» **TEXT PASSAGE**
## Start
Fashion website
lauds Bastille
Elle.com, the website for the well-known Elle fashion magazine, has named The Gateway shopping center's Bastille as Utah's top shopping destination. In "50 States of Shopping," the site selected what it believes are the best boutiques in each state. It said shoppers will love Bastille "because it's chic as chic can get. Design snobs will swoon."
Apple poised to
make $356M buy
Apple has agreed to buy fingerprint reader AuthenTec Inc. for $356 million as the maker of iPhones and iPads looks to strengthen its digital security capabilities. Apple's acquisition comes as consumers use their smartphones for more daily activities.
Brits miffed at
Google delay
Britain's information watchdog said Friday that Google appears to have broken an agreement to delete data collected by its Street View vehicles. Google angered regulators in several countries in 2010 when it acknowledged that its mapping cars, which carried cameras to create three-dimensional maps of the world's streets, had also scooped up passwords and other data from unsecured wireless networks.
## End
» **STATED EXERCISE 1**
Please convert the records, covering the stretch from the line containing "written like (6,116)." through the end of the records, into a Markdown table with columns named Row and Record line, leaving out any blank lines.
The business news briefs and the records are unrelated to each other.

» **DATA**
## Start
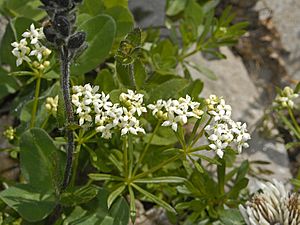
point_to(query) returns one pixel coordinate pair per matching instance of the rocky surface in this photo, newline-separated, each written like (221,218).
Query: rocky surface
(236,86)
(286,17)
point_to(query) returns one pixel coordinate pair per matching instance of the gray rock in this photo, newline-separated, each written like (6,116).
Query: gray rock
(235,85)
(286,17)
(148,13)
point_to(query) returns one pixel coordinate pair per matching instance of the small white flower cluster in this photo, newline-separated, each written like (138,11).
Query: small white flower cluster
(272,205)
(224,132)
(52,104)
(31,46)
(285,98)
(10,133)
(173,112)
(92,106)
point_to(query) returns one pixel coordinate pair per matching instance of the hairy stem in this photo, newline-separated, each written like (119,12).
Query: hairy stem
(65,79)
(36,100)
(146,149)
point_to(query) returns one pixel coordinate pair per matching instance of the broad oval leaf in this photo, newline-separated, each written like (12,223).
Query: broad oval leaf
(41,162)
(29,202)
(100,32)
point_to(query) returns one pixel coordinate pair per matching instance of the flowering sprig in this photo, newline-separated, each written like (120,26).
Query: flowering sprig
(10,133)
(94,107)
(51,105)
(173,112)
(285,98)
(272,205)
(31,49)
(224,132)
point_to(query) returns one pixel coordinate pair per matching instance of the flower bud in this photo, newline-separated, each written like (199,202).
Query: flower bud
(62,25)
(76,40)
(47,2)
(35,64)
(47,52)
(46,63)
(63,3)
(49,34)
(77,1)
## End
» **STATED EXERCISE 2**
Carry on the business news briefs from the point where they stop.

» **RESPONSE 1**
| Row | Record line |
|---|---|
| 1 | point_to(query) returns one pixel coordinate pair per matching instance of the gray rock in this photo, newline-separated, each written like (6,116). |
| 2 | Query: gray rock |
| 3 | (235,85) |
| 4 | (286,17) |
| 5 | (148,13) |
| 6 | point_to(query) returns one pixel coordinate pair per matching instance of the small white flower cluster in this photo, newline-separated, each written like (138,11). |
| 7 | Query: small white flower cluster |
| 8 | (272,205) |
| 9 | (224,132) |
| 10 | (52,104) |
| 11 | (31,46) |
| 12 | (285,98) |
| 13 | (10,133) |
| 14 | (173,112) |
| 15 | (92,106) |
| 16 | point_to(query) returns one pixel coordinate pair per matching instance of the hairy stem in this photo, newline-separated, each written like (119,12). |
| 17 | Query: hairy stem |
| 18 | (65,79) |
| 19 | (36,100) |
| 20 | (146,149) |
| 21 | point_to(query) returns one pixel coordinate pair per matching instance of the broad oval leaf in this photo, newline-separated, each written like (12,223). |
| 22 | Query: broad oval leaf |
| 23 | (41,162) |
| 24 | (29,202) |
| 25 | (100,32) |
| 26 | point_to(query) returns one pixel coordinate pair per matching instance of the flowering sprig in this photo, newline-separated, each written like (120,26). |
| 27 | Query: flowering sprig |
| 28 | (10,133) |
| 29 | (94,107) |
| 30 | (51,105) |
| 31 | (173,112) |
| 32 | (285,98) |
| 33 | (272,205) |
| 34 | (31,49) |
| 35 | (224,132) |
| 36 | point_to(query) returns one pixel coordinate pair per matching instance of the flower bud in this photo, newline-separated, each written like (199,202). |
| 37 | Query: flower bud |
| 38 | (62,25) |
| 39 | (76,40) |
| 40 | (47,2) |
| 41 | (35,64) |
| 42 | (47,52) |
| 43 | (46,63) |
| 44 | (63,3) |
| 45 | (49,34) |
| 46 | (77,1) |

» **RESPONSE 2**
JPMorgan shakes
up its top brass
JPMorgan Chase, which is reeling from the fallout of a big trading loss at one of its divisions, announced a broad reshuffling of its top management. It was the second round of management reorganization at the nation's largest bank since it revealed a trading loss that has ballooned to up to $5.8 billion from an initial estimate of $2 billion.
Big tobacco
faces setback
A federal appeals court on Friday left intact a court judgment that ordered tobacco companies to do corrective advertising about the dangers of smoking. The companies sought to overturn a federal judge's order on grounds it had been superceded by a 2009 law. But in a 3-0 decision, the court said the 2009 Tobacco Control Act was not a replacement for the judge's ruling on corrective advertising.
Problems grow
for Barclays
Barclays faces a fresh investigation by financial services regulators in the United Kingdom and a new batch of class-action lawsuits related to a rate-rigging scandal. It also said profit dropped 76 percent, to $752 million, during the first six months of the year after it took an accounting charge for inappropriately selling complex financial products to businesses.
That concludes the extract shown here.